Entrées de pointage et d'étiquetage:
= = = = = = =

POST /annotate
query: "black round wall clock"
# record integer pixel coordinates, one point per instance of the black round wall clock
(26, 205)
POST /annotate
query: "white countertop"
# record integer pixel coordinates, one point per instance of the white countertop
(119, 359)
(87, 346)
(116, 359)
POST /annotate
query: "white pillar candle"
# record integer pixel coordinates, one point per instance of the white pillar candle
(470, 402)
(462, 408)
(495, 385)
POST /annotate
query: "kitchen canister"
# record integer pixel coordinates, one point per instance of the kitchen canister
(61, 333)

= = = = = = =

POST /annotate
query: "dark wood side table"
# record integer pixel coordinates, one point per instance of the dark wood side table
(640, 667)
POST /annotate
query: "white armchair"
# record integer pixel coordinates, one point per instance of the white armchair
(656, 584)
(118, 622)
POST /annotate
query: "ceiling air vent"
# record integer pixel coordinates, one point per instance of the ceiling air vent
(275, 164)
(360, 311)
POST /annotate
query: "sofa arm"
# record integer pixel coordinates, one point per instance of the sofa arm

= = = = = = =

Énoncé de l'exercice
Repérez dans les enregistrements ci-dessus chaque ligne où figure le mot « query », puis recopiez-les toutes.

Résultat attendu
query: "black round wall clock"
query: "white countertop"
query: "white pillar candle"
query: "kitchen canister"
query: "dark wood side table"
query: "white armchair"
query: "ceiling air vent"
query: "sofa arm"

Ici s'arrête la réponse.